* Begin *

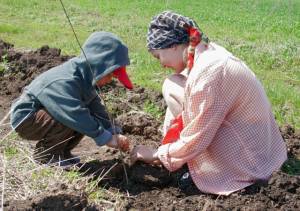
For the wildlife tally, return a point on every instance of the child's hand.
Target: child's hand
(144, 153)
(119, 142)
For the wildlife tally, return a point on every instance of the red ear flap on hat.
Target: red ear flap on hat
(122, 76)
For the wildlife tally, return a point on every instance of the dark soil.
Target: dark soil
(149, 187)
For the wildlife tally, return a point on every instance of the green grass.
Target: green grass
(266, 34)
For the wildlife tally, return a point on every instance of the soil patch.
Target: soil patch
(149, 187)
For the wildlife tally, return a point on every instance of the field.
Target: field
(265, 34)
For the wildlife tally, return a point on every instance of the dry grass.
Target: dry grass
(22, 178)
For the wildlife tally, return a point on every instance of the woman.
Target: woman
(227, 134)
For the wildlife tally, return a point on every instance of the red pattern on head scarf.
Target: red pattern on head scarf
(194, 40)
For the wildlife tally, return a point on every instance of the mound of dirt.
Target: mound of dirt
(149, 187)
(49, 202)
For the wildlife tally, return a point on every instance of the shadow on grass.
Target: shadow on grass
(291, 166)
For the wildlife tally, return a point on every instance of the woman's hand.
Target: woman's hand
(144, 153)
(119, 142)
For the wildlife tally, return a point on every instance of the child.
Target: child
(61, 105)
(228, 135)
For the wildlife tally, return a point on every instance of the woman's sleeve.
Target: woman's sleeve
(203, 114)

* End *

Exercise aim: Go through every entry above and change "wildlife tally" to "field survey" wherever it appears, leaving all other text as it is. Leave the pictures out of your answer.

Response to this exercise:
For the field survey, return a point on every instance of the child's hand.
Target: child's hand
(144, 153)
(119, 142)
For the field survey, return a point on every instance of the red ear flap on hat.
Target: red ear flap on hat
(122, 76)
For the field survey, return a point on every instance of the dark soil.
Target: dark soil
(149, 187)
For the field survey, return a point on every instance of the green grass.
Target: green grass
(266, 34)
For the field survey, return a point on every instance of the soil patch.
Target: soil patch
(149, 187)
For the field survey, return a point on every instance of the field.
Target: field
(265, 34)
For the field survey, return a point on every instance of the dry grass.
Target: dry grass
(22, 178)
For the field survey, return a point on every instance of the woman.
Target: woman
(227, 134)
For the field survey, return a point on every instance of the red pattern on head scarf.
Target: red pattern on head scarf
(194, 40)
For the field survey, return a point on every instance of the mound of dirt.
Target: mound of dirt
(149, 187)
(49, 202)
For the field survey, return a point on every instance of the shadow on grass.
Target: shadow on grass
(291, 166)
For the field survey, return a point on every instance of the woman's hand.
Target: woman's hand
(144, 153)
(119, 142)
For the field survey, return a point on every instance of the child.
Target: child
(61, 105)
(228, 135)
For the field survey, return a point on every instance of the woman's sleeve.
Target: woman's sleeve
(203, 114)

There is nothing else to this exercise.